------ MATERIAL PROVIDED

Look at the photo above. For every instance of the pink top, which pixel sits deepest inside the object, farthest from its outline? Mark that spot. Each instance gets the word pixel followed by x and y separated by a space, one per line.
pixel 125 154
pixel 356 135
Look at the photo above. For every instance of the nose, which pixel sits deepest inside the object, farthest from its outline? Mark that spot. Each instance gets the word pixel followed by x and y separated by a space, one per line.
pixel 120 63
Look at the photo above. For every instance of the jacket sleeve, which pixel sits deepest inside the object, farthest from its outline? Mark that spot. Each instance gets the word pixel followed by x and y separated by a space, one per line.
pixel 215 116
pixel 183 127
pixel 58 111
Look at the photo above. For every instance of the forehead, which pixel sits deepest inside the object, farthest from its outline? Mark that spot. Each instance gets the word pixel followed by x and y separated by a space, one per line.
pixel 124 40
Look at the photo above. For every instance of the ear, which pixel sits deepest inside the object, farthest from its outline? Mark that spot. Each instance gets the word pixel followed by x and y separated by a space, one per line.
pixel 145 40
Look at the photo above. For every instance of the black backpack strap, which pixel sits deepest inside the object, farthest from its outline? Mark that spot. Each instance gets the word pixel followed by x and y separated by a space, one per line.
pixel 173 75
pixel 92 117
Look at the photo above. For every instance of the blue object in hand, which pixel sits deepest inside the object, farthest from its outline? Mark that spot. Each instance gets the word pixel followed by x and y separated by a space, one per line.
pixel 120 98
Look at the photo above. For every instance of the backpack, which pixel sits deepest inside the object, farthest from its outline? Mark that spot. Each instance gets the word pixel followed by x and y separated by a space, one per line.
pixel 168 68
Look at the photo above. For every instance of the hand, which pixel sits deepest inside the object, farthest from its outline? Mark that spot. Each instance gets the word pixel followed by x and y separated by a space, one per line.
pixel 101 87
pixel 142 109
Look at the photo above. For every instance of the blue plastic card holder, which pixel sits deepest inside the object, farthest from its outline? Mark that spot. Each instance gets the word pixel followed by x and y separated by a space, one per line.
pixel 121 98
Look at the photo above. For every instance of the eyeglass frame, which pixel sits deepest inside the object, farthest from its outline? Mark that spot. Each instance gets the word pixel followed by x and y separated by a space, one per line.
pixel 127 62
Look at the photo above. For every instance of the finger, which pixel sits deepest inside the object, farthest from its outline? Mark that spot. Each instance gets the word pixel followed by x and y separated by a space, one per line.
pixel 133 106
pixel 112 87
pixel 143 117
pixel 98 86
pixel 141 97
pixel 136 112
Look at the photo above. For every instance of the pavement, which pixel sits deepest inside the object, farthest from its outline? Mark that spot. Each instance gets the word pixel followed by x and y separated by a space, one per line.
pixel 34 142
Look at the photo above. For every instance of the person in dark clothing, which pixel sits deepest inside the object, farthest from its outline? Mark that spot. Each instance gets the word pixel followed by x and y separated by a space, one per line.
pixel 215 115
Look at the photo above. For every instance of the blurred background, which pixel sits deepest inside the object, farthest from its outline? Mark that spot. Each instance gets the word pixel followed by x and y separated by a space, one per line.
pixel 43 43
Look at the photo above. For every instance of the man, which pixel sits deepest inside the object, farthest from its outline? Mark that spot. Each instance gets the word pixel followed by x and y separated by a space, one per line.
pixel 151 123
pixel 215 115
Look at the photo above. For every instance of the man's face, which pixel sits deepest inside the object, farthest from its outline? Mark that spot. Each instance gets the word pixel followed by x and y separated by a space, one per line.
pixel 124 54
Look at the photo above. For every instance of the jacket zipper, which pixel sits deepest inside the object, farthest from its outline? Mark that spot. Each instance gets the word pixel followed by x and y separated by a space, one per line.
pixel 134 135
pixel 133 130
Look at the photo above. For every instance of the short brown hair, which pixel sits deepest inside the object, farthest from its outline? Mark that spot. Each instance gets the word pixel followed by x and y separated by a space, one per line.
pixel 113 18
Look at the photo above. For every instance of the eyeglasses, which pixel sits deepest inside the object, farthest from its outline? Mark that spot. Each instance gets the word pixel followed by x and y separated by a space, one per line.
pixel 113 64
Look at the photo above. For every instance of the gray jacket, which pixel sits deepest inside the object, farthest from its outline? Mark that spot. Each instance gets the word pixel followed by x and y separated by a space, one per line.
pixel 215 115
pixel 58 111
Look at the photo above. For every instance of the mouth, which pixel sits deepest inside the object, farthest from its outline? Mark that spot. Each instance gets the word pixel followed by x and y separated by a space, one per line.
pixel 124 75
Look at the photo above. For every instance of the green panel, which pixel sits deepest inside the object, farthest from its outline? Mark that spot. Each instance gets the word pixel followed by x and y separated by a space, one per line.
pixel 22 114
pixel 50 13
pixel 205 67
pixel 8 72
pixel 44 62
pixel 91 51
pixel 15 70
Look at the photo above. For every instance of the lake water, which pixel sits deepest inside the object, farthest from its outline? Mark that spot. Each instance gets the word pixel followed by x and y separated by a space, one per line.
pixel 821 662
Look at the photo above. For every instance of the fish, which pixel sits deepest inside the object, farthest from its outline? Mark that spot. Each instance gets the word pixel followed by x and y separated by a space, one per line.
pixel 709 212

------------

• **WHAT TO PRODUCE**
Set down the material exactly, keeping every line.

• **REPLY**
Look at the photo above. For every instance of the pink top, which pixel sits deepest inside the object, farthest from its outline? Mark that spot. Each instance gets the word pixel followed by x and y separated by a space, one per line.
pixel 125 154
pixel 356 135
Look at the photo above. For every instance of the nose, which pixel sits deepest inside the object, farthest from its outline? Mark that spot. Each instance gets the word pixel followed by x and y separated by a space, one per line.
pixel 120 63
Look at the photo above. For every instance of the jacket sleeve, which pixel sits deepest inside the object, farthest from its outline? Mark that spot. Each instance gets the word pixel followed by x and y separated by a space, one per line.
pixel 215 116
pixel 183 127
pixel 58 111
Look at the photo above. For every instance of the forehead, which pixel sits deepest inside the object, farthest from its outline? Mark that spot. Each instance gets the word pixel followed by x and y separated by a space, one per line.
pixel 124 40
Look at the photo above. For every instance of the ear, which pixel sits deepest inside the object, farthest from its outline? Mark that spot. Each instance gets the word pixel followed by x and y separated by a space, one per line.
pixel 145 40
Look at the photo above. For every instance of the black backpack strap, which pixel sits deepest inside the object, farthest from its outline? Mark that spot. Each instance gets the word pixel followed by x and y separated by a space, one per line.
pixel 173 75
pixel 92 117
Look at the photo above. For every instance of the blue object in hand, which pixel sits deepest inside the object, farthest from its outline? Mark that spot. Each instance gets the word pixel followed by x and y separated by a space, one per line.
pixel 120 98
Look at the photo above. For every instance of the backpack, which pixel sits deepest inside the object, farthest from its outline? Mark that spot. Each instance gets the word pixel followed by x and y separated by a space, one per line.
pixel 168 68
Look at the photo above. For every instance of the hand, which pixel sits deepest inside the object, farthest from its outline? Mark that spot. Each instance gets the word pixel followed by x and y separated by a space, one per line.
pixel 101 87
pixel 142 109
Look at the photo above. For every instance of the blue plastic card holder, which pixel sits deepest inside the object, farthest from its outline? Mark that spot. Each instance gets the word pixel followed by x and y separated by a space, one per line.
pixel 121 98
Look at the photo above. For every instance of the eyeglass frame, which pixel sits deepest inside the object, farthest from its outline? Mark that spot. Each instance gets the word pixel followed by x and y separated by a space, one per line.
pixel 127 62
Look at the photo above. For every instance of the finger, which pixel sits deepest inside the object, farthest from its outline? Mark that spot. Each instance gets the word pixel followed by x and y separated by a space, one per line.
pixel 133 106
pixel 112 87
pixel 143 117
pixel 98 86
pixel 141 97
pixel 136 112
Look at the photo above. For every instance of the pavement, which pixel sits deepest inside the object, farthest from its outline? Mark that spot. Each instance gets the word pixel followed by x and y separated by a space, one per line.
pixel 34 142
Look at the photo above. For every instance of the person in dark clothing, which pixel sits deepest inside the object, farthest from its outline? Mark that spot. Each instance gets the word pixel followed by x and y separated by a space, one per line.
pixel 215 115
Look at the photo above. For every instance of the blurred background, which pixel sits deepest inside the object, farthest from its outline? Mark that spot. Each instance gets the word pixel followed by x and y separated by a space, one per line.
pixel 43 43
Look at the photo above. For every instance of the man, which pixel sits deepest inside the object, farthest from its outline? Mark that spot. Each instance gets the word pixel followed by x and y separated by a space, one per line.
pixel 151 123
pixel 215 115
Look at the photo above. For every instance of the man's face, which pixel sits deepest inside the object, farthest from its outline? Mark that spot. Each instance gets the word pixel followed by x and y separated by a space, one per line.
pixel 124 54
Look at the photo above. For every instance of the jacket zipper, which pixel sits deepest inside the object, farthest from its outline? Mark that spot. Each instance gets the word pixel followed by x and y separated by a space, one per line.
pixel 134 135
pixel 133 130
Look at the photo above. For every instance of the short brown hair, which pixel sits deepest inside the object, farthest from its outline? Mark that spot. Each instance gets the word pixel followed by x and y separated by a space, one per line.
pixel 113 18
Look at the photo above. For every instance of the eyeglasses, which pixel sits deepest inside the object, farthest from its outline? Mark that spot. Each instance gets the word pixel followed by x and y separated by a space, one per line.
pixel 113 64
Look at the photo above. For every instance of the gray jacket, which pixel sits deepest inside the object, farthest from its outline? Mark that spot. Each instance gets the word pixel followed by x and y separated by a space, one per line.
pixel 215 115
pixel 58 111
Look at the photo above. For every instance of the mouth, which pixel sits deepest inside the object, farthest from its outline? Mark that spot. Each instance gets the word pixel followed by x and y separated by a space, one per line.
pixel 124 75
Look at the photo above. For every instance of the green panel, which pixel sits deepest inside the object, farthest from its outline? Mark that spot. Each instance gets the word pixel followed by x and y separated by a space, one per line.
pixel 22 114
pixel 50 13
pixel 205 67
pixel 8 72
pixel 44 62
pixel 91 51
pixel 15 70
Look at the photo above. For every instance of the lake water, which pixel sits deepest inside the object, farthest from its outline? Mark that spot. Each instance gets the word pixel followed by x and y separated by a space, one per line.
pixel 821 662
Look at the photo above. For every instance of the fish, which pixel sits deepest inside the object, farthest from its outline? Mark that spot. Each instance gets the word pixel followed by x and y separated by a space, one per line.
pixel 709 212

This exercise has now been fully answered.